Out of the distros I tried lately:

Ubuntu is updated pretty often. Especially the testing release has most of the times the newest releases.

Arch comes up second.

openSUSE has relatively old software, and is not necessarily updated very often. It doesn't mean it doesn't look cute though :)

Other distros I tried in different times:

PC-BSD is lacking any recent software.

Slackware, as some of you may know, values stability very much; probably too much. So it is not updated often either.

Pardus is updated pretty often.

Fedora usually has recent software too.



So what did you spot?

p_quarles
February 4th, 2008, 01:02 AM
Never used Arch, so I can't compare, but Debian Lenny always has very recent packages, sometimes betas and RCs. Sid is even more bleeding edge, but at the price of stability.

Many of the packages in Lenny, currently, are now newer than the ones in Ubuntu 7.10. Compiz and GIMP, to name two.

LaRoza
February 4th, 2008, 01:03 AM
Probably Gentoo, or any distro that is built with the latest packages.

earobinson
February 4th, 2008, 01:04 AM
ya Id vote for gentoo

Majorix
February 4th, 2008, 01:23 AM
Never used Arch, so I can't compare, but Debian Lenny always has very recent packages, sometimes betas and RCs. Sid is even more bleeding edge, but at the price of stability.

### RECORDED INFORMATION
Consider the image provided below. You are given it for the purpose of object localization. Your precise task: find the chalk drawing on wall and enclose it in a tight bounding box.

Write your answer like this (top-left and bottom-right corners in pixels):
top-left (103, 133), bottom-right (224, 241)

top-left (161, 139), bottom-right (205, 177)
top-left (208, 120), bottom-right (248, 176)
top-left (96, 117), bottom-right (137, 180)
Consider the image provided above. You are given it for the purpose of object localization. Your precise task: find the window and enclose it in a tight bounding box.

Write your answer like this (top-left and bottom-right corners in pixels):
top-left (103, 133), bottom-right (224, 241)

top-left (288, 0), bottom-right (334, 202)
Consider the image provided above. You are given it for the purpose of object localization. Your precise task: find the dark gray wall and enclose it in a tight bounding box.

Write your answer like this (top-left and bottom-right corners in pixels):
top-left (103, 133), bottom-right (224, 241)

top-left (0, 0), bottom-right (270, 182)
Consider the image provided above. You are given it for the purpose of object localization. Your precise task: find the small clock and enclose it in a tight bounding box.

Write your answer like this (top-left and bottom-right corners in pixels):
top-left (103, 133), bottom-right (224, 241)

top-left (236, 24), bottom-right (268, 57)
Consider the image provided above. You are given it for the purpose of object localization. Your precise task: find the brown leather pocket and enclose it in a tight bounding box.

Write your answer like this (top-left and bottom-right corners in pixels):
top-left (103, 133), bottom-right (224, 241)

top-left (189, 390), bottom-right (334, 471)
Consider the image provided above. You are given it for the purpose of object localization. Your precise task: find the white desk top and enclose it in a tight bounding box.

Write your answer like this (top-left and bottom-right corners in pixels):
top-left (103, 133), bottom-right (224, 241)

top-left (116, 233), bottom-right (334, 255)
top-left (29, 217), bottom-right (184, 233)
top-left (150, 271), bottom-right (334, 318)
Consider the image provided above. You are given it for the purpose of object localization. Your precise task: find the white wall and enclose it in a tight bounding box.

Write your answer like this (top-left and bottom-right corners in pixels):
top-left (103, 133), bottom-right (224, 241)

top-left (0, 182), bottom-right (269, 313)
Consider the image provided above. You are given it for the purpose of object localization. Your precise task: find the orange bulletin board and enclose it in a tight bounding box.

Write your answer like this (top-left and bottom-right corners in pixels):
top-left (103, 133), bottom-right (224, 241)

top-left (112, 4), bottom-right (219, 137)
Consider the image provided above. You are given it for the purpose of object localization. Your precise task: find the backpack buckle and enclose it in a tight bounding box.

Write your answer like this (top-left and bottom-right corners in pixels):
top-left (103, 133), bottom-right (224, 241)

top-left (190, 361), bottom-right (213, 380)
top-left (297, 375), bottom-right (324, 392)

### STATED EXERCISE 1
In the forum thread on Linux distributions, why is Slackware said not to be updated often? Answer in one to three sentences.
### STATED EXERCISE 2
Reproduce the listing from its first line up to and including the line with "top-left (96, 117), bottom-right (137, 180)".
The forum thread on Linux distributions and the listing have nothing to do with each other.

### WRITTEN REPLY 1
Slackware is not updated often because it values stability very much, probably too much.

### WRITTEN REPLY 2
Consider the image provided below. You are given it for the purpose of object localization. Your precise task: find the chalk drawing on wall and enclose it in a tight bounding box.

Write your answer like this (top-left and bottom-right corners in pixels):
top-left (103, 133), bottom-right (224, 241)

top-left (161, 139), bottom-right (205, 177)
top-left (208, 120), bottom-right (248, 176)
top-left (96, 117), bottom-right (137, 180)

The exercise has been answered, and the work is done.